[start of Text segment]

Missing values

Hi;

I'm reading comma delimited files which frequently have missing values. This causes the program to abort so I'm wondering if TB has a way of handling this.

For example, in FORTRAN you could use a "bz" format flag to tell it to replace blanks with zeros.

Naturally I could do a LINE INPUT to a string and parse for ", ," cases but with variable length numbers this could get awkward.

Roger

Comments

Parsing CSV files

I created a library to parse a CSV file. It takes each line, parses it based on commas and returns the values in an array. It gets complicated because some values in the CSV strings with commas inside of quotation marks so you have to be careful not to break up a string input. Also, it handles empty values so long as the commas are there.

Enjoy
! ParseLib.tru
!
! CALL StringtoArray(a$,array$())
! CALL ParseString(a$,b$)
!
! Call StrArrayCount(a$,n)
! Input a$ is a text string from a CSV file
! Output n is the number of values stored in a$
!
! Call StringtoArray(a$,array$())
! Input a$ is a text string from a CSV file
! Output array$() stores each value from the CSV input.

[end of Text segment]
[start of Extracted information]

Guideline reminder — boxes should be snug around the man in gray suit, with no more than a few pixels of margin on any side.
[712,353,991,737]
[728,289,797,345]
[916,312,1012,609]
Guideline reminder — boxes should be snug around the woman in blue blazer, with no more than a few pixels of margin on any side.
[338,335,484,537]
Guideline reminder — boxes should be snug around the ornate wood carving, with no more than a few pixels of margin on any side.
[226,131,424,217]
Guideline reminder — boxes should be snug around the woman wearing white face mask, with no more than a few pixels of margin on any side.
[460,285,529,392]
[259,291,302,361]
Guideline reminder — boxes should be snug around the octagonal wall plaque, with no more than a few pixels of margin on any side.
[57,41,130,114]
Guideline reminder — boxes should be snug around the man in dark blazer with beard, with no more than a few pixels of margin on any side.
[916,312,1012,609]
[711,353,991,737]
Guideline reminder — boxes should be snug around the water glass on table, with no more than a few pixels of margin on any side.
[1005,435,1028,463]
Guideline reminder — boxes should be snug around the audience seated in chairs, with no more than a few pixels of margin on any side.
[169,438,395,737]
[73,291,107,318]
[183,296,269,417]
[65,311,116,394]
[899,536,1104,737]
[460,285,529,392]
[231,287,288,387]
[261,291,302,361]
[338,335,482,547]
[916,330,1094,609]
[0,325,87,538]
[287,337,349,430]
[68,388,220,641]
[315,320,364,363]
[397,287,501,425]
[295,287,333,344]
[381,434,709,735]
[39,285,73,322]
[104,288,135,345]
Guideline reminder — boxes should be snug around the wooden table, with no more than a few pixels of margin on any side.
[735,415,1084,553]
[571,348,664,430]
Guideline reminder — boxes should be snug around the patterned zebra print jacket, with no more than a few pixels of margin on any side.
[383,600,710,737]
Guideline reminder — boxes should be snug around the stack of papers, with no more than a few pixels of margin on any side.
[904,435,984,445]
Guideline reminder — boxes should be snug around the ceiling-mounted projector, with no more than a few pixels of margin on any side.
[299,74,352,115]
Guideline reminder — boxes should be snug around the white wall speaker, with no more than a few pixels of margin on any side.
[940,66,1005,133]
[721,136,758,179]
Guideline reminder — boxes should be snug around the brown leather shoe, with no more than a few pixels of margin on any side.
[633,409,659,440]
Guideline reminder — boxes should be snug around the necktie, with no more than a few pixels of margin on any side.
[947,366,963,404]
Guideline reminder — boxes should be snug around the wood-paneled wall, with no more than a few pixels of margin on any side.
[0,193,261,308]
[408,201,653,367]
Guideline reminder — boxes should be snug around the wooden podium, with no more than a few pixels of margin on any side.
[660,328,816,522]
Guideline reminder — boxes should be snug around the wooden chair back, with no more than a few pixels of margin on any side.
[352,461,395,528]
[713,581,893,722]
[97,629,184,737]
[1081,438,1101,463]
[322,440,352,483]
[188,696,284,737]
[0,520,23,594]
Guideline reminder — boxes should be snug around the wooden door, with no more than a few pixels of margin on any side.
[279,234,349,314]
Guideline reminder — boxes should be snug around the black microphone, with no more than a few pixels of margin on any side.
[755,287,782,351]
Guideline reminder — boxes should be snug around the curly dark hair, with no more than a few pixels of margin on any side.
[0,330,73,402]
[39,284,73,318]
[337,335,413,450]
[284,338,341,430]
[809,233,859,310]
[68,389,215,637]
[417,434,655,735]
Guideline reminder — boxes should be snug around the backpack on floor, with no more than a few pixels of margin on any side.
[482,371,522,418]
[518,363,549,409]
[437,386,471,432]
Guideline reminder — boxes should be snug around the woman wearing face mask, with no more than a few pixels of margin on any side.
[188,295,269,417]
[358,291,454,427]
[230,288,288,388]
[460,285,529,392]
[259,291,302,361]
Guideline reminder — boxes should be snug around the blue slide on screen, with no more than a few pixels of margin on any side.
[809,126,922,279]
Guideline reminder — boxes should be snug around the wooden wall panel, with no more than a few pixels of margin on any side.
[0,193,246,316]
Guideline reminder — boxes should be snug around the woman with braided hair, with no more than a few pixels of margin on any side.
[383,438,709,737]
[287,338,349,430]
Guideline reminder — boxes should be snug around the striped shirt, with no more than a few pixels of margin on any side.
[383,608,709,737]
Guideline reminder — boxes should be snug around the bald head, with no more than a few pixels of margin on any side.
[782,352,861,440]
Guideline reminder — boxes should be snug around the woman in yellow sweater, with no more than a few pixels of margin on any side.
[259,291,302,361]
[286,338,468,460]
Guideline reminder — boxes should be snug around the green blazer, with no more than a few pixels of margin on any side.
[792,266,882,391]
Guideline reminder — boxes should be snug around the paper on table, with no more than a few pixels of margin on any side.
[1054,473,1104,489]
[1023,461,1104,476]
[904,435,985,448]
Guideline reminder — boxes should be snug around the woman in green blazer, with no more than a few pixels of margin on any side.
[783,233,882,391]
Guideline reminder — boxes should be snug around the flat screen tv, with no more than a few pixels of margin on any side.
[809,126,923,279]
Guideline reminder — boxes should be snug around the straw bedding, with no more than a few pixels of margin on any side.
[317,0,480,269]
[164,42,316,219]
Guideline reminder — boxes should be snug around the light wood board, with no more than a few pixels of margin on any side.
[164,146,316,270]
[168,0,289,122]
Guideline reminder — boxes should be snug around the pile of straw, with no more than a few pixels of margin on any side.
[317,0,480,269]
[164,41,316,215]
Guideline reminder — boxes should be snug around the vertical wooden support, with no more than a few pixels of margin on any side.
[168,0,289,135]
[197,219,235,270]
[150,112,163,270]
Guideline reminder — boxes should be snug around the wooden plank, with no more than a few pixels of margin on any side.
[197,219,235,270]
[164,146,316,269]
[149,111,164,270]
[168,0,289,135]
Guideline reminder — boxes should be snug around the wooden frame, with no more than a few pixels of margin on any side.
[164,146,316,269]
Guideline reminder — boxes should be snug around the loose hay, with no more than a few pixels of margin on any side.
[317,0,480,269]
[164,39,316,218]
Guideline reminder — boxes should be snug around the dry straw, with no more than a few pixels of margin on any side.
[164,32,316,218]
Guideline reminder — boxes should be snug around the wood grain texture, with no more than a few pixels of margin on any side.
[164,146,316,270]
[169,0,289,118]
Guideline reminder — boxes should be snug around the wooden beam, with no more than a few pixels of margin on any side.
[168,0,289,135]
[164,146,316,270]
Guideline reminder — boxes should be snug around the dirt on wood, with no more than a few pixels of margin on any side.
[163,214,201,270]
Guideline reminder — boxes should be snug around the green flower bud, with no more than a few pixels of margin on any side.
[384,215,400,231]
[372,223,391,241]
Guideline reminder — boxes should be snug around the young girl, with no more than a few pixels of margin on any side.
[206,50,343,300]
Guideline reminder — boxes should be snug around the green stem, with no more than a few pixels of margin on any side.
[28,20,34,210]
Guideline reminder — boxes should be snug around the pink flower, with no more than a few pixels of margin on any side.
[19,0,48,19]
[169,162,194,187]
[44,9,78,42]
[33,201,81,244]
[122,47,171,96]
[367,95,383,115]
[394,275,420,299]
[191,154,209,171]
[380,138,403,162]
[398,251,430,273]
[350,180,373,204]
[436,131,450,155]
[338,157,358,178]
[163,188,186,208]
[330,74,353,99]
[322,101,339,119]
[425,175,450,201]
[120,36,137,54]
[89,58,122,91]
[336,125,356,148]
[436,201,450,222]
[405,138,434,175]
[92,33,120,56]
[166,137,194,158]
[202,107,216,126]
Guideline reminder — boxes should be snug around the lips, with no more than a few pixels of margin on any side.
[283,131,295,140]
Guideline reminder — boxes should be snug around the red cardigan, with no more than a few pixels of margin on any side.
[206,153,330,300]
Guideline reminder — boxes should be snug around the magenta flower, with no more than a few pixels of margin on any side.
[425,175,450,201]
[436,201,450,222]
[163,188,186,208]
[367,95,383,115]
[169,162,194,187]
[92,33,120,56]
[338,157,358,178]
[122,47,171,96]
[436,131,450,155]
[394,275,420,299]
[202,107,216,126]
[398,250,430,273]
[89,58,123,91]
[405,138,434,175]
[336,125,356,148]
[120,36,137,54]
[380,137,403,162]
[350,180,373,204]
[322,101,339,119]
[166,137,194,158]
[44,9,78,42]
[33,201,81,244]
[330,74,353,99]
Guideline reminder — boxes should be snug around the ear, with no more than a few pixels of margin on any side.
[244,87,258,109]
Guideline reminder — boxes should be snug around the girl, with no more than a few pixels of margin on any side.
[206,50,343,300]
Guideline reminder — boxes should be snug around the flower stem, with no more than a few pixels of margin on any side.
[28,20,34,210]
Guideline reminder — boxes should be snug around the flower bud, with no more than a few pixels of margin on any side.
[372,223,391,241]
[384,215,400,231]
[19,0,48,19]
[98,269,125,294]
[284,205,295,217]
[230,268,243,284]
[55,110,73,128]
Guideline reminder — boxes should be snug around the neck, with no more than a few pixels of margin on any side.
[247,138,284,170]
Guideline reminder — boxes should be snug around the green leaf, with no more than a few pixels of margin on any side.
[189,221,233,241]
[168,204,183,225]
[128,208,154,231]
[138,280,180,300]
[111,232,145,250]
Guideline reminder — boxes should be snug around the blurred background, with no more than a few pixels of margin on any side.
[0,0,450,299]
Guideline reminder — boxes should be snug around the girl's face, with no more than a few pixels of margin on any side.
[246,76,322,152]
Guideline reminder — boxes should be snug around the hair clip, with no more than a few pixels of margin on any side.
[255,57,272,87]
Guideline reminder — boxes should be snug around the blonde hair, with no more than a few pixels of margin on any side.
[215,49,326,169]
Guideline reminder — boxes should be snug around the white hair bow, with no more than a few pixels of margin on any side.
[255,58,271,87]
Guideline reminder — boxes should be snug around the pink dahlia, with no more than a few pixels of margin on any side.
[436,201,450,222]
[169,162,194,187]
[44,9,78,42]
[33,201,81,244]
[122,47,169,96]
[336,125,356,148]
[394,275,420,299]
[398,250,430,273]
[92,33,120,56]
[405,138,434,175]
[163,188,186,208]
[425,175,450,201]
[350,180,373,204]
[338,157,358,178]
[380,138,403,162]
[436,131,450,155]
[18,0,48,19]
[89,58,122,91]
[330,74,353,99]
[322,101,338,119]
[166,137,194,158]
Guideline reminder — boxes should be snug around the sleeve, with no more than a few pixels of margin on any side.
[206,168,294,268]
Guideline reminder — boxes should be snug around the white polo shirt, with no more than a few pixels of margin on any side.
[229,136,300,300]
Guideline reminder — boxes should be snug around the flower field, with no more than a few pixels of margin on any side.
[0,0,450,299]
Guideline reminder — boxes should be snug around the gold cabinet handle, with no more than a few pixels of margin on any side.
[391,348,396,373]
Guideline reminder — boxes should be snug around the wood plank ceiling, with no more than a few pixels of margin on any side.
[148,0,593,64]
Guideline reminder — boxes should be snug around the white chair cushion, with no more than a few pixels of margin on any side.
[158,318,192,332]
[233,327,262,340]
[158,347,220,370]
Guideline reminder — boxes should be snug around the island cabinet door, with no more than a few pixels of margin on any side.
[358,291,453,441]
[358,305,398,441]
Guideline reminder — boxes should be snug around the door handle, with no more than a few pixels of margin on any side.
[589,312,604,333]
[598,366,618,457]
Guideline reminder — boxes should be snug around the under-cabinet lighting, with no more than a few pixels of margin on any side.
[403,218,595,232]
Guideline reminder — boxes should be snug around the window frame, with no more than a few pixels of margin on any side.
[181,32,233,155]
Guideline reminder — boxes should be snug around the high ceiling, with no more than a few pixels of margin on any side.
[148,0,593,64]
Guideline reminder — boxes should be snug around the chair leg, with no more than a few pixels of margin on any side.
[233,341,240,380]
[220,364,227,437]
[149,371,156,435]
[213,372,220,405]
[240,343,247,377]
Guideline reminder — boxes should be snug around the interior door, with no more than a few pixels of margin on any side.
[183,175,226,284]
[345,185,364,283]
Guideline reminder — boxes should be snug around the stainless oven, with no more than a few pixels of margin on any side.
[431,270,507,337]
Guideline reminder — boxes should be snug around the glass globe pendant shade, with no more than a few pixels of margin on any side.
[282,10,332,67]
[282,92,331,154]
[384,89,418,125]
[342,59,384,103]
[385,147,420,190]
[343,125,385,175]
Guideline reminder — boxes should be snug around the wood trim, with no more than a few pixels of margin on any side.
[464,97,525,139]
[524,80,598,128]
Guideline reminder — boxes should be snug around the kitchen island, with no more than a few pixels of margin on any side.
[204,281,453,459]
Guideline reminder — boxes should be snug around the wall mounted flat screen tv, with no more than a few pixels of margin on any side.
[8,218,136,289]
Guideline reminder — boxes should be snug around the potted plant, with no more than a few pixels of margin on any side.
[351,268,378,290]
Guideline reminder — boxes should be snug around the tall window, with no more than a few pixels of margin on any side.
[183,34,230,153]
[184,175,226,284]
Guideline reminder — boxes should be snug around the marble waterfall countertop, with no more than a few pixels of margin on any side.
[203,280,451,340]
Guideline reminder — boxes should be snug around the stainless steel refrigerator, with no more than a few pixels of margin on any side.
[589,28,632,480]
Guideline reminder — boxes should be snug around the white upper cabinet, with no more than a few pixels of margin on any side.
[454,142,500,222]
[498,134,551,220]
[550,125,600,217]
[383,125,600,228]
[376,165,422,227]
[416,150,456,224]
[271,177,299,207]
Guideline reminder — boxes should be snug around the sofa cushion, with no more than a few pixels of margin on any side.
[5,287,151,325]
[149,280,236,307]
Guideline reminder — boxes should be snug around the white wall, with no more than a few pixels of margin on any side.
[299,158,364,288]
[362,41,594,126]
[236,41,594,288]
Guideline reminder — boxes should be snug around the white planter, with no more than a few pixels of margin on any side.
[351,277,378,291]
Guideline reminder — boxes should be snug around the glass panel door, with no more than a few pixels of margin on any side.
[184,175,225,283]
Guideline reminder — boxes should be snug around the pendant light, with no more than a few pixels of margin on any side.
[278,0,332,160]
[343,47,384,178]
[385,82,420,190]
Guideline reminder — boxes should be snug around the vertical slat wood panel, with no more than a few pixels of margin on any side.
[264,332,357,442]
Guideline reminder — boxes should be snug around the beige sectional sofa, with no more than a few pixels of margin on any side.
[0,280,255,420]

[end of Extracted information]

◆ What to do ◆
a) In the forum thread on missing values, which FORTRAN format flag replaces blanks with zeros?
b) Please transcribe the stretch of the records from the line containing "Guideline reminder — boxes should be snug around the island" through the line containing "[598,366,618,457]".
The text and the records are unrelated to each other.

◆ Results in order ◆
a) The "bz" format flag.

b)
Guideline reminder — boxes should be snug around the island cabinet door, with no more than a few pixels of margin on any side.
[358,291,453,441]
[358,305,398,441]
Guideline reminder — boxes should be snug around the door handle, with no more than a few pixels of margin on any side.
[589,312,604,333]
[598,366,618,457]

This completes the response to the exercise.